# Stated task
Restate the full set of records exactly, word for word.

Point labeling examples:

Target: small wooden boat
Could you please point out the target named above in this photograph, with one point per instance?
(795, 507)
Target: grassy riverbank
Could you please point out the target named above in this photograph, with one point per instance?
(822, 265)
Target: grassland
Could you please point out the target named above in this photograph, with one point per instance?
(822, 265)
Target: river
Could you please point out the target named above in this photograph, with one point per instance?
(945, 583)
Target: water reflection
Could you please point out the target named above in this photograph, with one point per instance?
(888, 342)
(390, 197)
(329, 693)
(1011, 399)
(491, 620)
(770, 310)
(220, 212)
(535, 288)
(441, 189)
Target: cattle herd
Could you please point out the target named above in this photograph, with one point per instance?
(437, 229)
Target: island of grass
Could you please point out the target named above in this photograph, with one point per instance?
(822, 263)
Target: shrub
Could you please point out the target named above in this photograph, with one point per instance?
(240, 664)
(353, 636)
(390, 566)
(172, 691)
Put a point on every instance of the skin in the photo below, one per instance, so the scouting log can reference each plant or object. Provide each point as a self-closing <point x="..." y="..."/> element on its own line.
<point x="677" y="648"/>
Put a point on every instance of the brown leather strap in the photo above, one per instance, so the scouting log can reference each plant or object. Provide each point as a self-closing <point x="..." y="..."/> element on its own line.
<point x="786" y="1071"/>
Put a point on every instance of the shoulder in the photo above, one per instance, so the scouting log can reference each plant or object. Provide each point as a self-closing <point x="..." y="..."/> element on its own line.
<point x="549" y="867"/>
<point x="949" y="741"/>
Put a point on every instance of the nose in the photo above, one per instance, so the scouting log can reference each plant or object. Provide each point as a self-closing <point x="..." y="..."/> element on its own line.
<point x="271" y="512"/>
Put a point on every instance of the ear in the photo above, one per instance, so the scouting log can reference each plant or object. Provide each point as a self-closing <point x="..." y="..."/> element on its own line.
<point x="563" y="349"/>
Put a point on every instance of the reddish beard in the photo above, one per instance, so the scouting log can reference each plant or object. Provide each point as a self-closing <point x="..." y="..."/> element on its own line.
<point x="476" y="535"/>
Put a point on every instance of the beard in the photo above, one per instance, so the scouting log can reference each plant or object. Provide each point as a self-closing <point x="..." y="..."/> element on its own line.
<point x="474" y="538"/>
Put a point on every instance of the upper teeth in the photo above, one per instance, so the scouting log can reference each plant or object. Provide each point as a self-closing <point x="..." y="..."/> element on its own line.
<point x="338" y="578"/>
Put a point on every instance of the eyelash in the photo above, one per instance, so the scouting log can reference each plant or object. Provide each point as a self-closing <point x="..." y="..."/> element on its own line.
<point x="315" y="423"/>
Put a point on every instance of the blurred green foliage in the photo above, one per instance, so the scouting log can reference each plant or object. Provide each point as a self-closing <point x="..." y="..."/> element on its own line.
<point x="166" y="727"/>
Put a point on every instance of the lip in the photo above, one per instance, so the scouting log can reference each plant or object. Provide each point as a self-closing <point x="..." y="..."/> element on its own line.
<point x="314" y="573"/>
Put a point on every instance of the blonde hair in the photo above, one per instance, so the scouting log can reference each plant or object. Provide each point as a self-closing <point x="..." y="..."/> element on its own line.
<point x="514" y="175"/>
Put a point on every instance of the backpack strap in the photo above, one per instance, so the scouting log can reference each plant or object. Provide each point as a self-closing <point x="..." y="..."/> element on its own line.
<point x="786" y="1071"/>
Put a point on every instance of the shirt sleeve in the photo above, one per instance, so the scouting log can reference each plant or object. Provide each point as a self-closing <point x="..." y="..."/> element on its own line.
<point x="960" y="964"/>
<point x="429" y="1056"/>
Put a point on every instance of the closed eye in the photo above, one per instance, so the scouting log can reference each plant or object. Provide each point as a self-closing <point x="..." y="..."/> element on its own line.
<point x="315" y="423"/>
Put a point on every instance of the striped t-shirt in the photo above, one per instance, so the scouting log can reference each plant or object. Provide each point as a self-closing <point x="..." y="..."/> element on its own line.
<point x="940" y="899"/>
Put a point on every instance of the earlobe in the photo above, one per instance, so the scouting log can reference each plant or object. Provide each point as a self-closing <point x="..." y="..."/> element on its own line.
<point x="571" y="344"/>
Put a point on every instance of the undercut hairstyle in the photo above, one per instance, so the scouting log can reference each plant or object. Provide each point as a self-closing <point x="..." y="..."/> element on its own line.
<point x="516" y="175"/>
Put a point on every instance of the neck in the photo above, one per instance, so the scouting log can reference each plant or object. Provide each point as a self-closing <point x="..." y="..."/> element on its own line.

# Exercise response
Target: small wooden boat
Could you please point out the target named above in this photograph, with one point per instance?
(795, 507)
Target: grassy riverbank
Could you please point out the target named above in this photograph, with one point per instance?
(822, 265)
Target: grassland
Could you please point out the target named above in this photograph, with one point per instance?
(822, 265)
Target: river
Could you please point out the target named above in this photograph, with one point per instance?
(945, 583)
Target: water reflection
Could you please point out the target named above in this photograph, with one point per instance?
(888, 342)
(390, 197)
(329, 693)
(1011, 399)
(491, 620)
(770, 310)
(220, 212)
(535, 288)
(441, 189)
Target: cattle herd
Could you please point out the target named above in this photograph, with one point per instance?
(437, 229)
Target: island of grass
Could you please point out the target named above in this photograph, with one point per instance?
(822, 263)
Target: shrub
Could you please point out the target named above in this photograph, with one point per instance?
(240, 664)
(353, 636)
(390, 566)
(172, 691)
Put a point on every instance of the skin in the photo below, one per instance, so the scouting log can reference each plant or object. Provide each point as a self-closing <point x="..." y="..."/> element on its own line.
<point x="677" y="648"/>
Put a point on every instance of the brown leather strap in the photo above, one per instance, so the scouting log can reference each plant or object. Provide each point as a self-closing <point x="..." y="..."/> element on its own line.
<point x="786" y="1071"/>
Put a point on every instance of the shoulder in the photo above, one per instance, so the scouting log can reference each plant or object. Provide each point as a self-closing <point x="..." y="..."/> element on its own line.
<point x="549" y="867"/>
<point x="949" y="741"/>
Put a point on every instance of the nose in the photo above, one per instance, so the scouting log can reference each plant or object. Provide each point as a self-closing <point x="..." y="..."/> element on its own line.
<point x="271" y="512"/>
Put a point on every instance of the ear in the photo above, one per instance, so the scouting log can reference each plant or object. Provide each point as a self-closing <point x="..." y="..."/> element on its own line.
<point x="563" y="349"/>
Put a point on every instance of the reddish beard in the photo above, one per instance, so the scouting log can reference each plant or object. Provide each point as a self-closing <point x="..." y="..."/> element on its own line.
<point x="476" y="535"/>
Put a point on every instance of the beard in the photo above, one per instance, so the scouting log can reference each plant or object. Provide each point as a self-closing <point x="..." y="..."/> element on its own line.
<point x="474" y="538"/>
Put a point on every instance of the upper teeth in the photo above, one per instance, so the scouting log can reference each plant or object. Provide each point as a self-closing <point x="..." y="..."/> element on its own line.
<point x="338" y="578"/>
Put a point on every instance of the eyelash in the photo above, one per instance, so the scouting log can reference each plant or object. Provide each point as a self-closing <point x="..." y="..."/> element on its own line.
<point x="315" y="423"/>
Put a point on every instance of the blurred green foliage in the photo above, one per instance, so the scouting log can reference each plant or object. Provide each point as a self-closing <point x="..." y="..."/> element on its own line.
<point x="166" y="727"/>
Put a point on every instance of the lip in the photo above, one per instance, so the scouting log can reference each plant or object. Provide each point as a self-closing <point x="..." y="..."/> element on its own line.
<point x="314" y="573"/>
Put a point on every instance of the blonde hair in the photo above, one per instance, so the scouting log can reference each plant or object. Provide each point as a self-closing <point x="..." y="..."/> element on its own line.
<point x="514" y="175"/>
Put a point on every instance of the backpack strap in the photo above, one per instance, so the scouting log can reference each plant or object. Provide each point as a self-closing <point x="..." y="..."/> element on its own line.
<point x="786" y="1071"/>
Put a point on every instance of the shirt sleeve in the photo above, one per instance, so the scouting log can reference each plant or object. Provide each point as a self-closing <point x="..." y="..."/> element on its own line.
<point x="960" y="964"/>
<point x="429" y="1056"/>
Put a point on every instance of the closed eye in the photo above, one per instance, so the scouting log can reference each plant or object. Provide each point as a self-closing <point x="..." y="..."/> element on its own line.
<point x="315" y="423"/>
Put a point on every instance of the striped t-shirt in the photo above, one per instance, so the scouting log can reference each plant or object. Provide each point as a self-closing <point x="..." y="..."/> element on its own line.
<point x="940" y="899"/>
Put a point on every instance of the earlobe in the photo above, one per instance, so the scouting log can reference each plant or object. Provide each point as a self-closing <point x="..." y="..."/> element on its own line.
<point x="571" y="344"/>
Put a point on every instance of the undercut hairstyle in the photo above, one per instance, so the scouting log can reference each plant or object. Provide each point as a self-closing <point x="..." y="..."/> element on its own line.
<point x="516" y="175"/>
Put a point on every instance of the neck in the photo above, one per instance, so the scouting log can reference each plant or object. Provide each point as a self-closing <point x="..." y="..."/> element on its own line.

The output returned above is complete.